Task item: Since only part of the material below is wanted, output exactly the lines from the one with "Target | black screen bezel" up to and including the one with "Target | gray dress shirt".

::: Material for the task

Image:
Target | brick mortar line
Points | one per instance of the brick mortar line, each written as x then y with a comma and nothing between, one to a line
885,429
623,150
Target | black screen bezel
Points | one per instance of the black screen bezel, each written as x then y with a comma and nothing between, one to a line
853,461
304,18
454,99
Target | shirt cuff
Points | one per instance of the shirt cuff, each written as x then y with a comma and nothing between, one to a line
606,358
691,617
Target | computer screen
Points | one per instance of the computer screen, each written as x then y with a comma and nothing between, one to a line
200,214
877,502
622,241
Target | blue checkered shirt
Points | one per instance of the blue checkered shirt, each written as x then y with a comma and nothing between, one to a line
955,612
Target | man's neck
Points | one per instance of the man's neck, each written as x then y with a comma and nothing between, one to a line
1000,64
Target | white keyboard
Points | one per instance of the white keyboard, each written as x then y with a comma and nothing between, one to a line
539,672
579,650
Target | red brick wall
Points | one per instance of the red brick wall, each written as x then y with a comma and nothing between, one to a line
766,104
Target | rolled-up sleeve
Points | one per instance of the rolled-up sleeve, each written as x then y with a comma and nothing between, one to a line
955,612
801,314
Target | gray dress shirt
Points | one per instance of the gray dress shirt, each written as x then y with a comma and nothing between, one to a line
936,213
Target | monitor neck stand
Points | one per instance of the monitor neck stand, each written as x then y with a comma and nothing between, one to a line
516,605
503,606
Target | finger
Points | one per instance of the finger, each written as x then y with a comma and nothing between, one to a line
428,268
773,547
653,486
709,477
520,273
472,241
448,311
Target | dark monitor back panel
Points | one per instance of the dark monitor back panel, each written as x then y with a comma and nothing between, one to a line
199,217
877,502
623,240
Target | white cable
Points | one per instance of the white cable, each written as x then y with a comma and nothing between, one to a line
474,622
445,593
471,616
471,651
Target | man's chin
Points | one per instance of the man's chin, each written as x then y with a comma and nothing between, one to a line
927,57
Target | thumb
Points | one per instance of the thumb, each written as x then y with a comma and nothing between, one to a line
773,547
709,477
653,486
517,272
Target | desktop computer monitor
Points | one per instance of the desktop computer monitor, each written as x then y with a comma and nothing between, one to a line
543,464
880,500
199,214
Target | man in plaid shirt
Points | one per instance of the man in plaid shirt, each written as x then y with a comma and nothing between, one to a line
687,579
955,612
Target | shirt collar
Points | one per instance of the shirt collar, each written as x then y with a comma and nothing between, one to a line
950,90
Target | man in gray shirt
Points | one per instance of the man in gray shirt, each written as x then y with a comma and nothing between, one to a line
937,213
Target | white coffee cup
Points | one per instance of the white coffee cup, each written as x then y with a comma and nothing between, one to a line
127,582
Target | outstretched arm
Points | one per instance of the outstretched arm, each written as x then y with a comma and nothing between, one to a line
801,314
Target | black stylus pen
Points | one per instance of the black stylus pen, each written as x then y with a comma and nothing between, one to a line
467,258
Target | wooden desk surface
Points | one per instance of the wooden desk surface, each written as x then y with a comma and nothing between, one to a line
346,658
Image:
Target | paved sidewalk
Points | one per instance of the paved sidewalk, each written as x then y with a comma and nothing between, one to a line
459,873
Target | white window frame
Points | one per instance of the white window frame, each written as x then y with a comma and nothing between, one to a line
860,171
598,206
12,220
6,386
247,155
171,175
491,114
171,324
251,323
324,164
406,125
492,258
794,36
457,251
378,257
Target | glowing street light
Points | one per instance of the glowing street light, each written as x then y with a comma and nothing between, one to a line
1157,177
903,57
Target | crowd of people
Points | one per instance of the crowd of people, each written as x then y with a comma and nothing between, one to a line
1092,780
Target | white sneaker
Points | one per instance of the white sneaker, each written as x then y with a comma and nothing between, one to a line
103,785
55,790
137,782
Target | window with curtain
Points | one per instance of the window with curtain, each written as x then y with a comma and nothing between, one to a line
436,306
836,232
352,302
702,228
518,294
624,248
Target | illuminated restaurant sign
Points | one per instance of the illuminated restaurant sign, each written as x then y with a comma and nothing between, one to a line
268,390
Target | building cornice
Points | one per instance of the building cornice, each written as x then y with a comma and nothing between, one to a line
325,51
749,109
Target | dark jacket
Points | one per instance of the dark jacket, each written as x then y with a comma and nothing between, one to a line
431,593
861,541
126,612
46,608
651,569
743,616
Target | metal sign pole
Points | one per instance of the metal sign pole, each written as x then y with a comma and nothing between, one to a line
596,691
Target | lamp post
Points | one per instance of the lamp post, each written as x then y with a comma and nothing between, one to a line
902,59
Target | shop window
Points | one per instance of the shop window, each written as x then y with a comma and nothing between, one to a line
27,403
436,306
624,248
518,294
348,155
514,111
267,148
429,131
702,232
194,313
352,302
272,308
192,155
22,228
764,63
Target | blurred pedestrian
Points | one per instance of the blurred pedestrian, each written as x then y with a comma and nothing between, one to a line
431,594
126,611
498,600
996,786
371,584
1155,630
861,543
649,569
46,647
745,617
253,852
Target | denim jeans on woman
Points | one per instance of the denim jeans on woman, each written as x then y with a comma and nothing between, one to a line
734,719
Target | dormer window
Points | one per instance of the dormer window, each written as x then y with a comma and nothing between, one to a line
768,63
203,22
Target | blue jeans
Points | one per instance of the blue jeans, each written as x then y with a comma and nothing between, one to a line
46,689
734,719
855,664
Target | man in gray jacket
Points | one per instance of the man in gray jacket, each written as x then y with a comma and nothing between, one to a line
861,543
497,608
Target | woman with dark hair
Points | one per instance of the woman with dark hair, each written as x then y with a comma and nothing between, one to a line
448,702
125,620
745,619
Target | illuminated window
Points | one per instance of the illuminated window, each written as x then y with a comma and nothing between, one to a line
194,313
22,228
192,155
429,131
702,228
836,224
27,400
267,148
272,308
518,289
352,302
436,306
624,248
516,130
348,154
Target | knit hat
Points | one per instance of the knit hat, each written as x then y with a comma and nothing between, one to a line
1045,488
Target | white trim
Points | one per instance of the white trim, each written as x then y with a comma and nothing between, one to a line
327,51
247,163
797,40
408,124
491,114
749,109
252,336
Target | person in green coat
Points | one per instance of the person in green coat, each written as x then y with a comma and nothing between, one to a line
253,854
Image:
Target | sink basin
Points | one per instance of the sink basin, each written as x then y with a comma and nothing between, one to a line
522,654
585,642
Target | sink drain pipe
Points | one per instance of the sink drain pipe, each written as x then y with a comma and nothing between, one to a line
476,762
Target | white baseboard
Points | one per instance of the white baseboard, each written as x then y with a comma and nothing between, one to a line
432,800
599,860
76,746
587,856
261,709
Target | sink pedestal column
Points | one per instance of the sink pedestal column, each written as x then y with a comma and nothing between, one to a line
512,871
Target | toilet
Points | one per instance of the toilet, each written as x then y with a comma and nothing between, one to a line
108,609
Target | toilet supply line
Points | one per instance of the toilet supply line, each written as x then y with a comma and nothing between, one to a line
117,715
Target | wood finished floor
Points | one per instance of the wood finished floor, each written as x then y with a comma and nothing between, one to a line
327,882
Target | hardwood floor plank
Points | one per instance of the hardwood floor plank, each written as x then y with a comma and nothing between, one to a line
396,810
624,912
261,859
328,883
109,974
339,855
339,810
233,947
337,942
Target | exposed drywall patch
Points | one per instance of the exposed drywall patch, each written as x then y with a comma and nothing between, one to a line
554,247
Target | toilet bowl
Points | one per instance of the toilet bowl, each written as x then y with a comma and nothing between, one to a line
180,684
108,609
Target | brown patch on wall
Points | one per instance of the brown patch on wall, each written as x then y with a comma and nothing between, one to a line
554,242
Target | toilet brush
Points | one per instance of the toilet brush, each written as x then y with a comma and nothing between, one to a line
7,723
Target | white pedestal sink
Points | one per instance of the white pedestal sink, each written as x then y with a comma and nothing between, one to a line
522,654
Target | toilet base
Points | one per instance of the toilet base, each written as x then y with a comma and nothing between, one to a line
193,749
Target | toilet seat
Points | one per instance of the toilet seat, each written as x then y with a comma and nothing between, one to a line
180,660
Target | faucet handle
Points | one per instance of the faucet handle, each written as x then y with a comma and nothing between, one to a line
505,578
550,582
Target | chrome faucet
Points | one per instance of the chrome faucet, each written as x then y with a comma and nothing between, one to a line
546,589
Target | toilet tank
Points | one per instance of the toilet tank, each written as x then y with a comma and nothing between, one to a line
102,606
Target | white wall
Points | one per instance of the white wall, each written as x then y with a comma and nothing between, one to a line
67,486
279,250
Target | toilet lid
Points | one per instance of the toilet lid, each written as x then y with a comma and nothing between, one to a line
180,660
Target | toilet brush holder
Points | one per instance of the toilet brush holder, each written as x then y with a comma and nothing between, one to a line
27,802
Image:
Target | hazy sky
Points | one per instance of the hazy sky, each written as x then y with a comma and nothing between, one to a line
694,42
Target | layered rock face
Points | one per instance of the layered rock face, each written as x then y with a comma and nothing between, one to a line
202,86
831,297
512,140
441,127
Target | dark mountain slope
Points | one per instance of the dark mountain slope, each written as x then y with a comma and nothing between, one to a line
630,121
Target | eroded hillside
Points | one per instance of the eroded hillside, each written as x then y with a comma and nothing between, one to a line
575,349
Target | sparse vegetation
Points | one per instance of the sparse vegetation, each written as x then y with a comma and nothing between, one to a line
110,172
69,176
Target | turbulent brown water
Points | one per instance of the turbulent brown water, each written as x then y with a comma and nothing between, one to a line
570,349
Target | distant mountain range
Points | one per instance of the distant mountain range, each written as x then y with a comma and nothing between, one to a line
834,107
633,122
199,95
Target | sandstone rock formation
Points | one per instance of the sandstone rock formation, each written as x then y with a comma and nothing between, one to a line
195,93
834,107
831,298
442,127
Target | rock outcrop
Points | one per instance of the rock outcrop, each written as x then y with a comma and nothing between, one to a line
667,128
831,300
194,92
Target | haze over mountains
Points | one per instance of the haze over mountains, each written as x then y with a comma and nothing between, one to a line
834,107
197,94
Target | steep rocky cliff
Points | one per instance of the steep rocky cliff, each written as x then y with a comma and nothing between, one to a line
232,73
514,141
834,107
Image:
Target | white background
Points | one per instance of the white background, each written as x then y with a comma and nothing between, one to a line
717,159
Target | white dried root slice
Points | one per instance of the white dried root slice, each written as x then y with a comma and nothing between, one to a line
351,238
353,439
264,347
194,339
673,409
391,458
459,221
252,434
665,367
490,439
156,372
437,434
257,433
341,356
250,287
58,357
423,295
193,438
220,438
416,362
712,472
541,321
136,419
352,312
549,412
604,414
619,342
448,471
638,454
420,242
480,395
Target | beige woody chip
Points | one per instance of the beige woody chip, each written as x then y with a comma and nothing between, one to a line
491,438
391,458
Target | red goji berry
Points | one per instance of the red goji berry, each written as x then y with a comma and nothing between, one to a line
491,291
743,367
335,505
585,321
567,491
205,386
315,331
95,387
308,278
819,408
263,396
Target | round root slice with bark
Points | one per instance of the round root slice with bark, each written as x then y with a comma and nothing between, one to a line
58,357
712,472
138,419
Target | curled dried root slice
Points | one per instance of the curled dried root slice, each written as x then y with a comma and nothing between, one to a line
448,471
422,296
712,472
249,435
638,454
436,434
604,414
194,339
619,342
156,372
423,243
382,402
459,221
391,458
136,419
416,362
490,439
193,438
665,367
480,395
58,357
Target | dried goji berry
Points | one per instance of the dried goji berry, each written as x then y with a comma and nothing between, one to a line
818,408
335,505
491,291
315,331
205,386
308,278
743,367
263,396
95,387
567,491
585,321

::::::

Task result:
Target | black screen bezel
Points | one per instance of the black screen bezel, each written as x then y with a comma and nothing between, one to a line
853,461
304,18
454,99
Target | shirt cuff
Points | one per instance of the shirt cuff, each written as x then y with a comma and nothing between, one to a line
606,358
691,617
Target | computer screen
Points | one per instance of the computer screen, each written as x then y with a comma and nothing between, one to a line
200,214
877,502
622,241
Target | blue checkered shirt
Points | one per instance of the blue checkered shirt, each written as x then y with a comma and nothing between, one to a line
955,612
Target | man's neck
Points | one per instance of the man's neck, each written as x then y with a comma and nothing between, one to a line
1000,64
Target | white keyboard
Points | one per instance of the white keyboard, each written as x then y with a comma and nothing between, one to a line
539,672
579,650
Target | red brick wall
Points | one per instance of the red brick wall, each written as x then y with a comma and nothing between, one to a line
766,104
Target | rolled-up sleeve
Points | one per instance of the rolled-up sleeve, each written as x then y with a comma and nothing between, one to a line
955,612
801,314
Target | gray dress shirt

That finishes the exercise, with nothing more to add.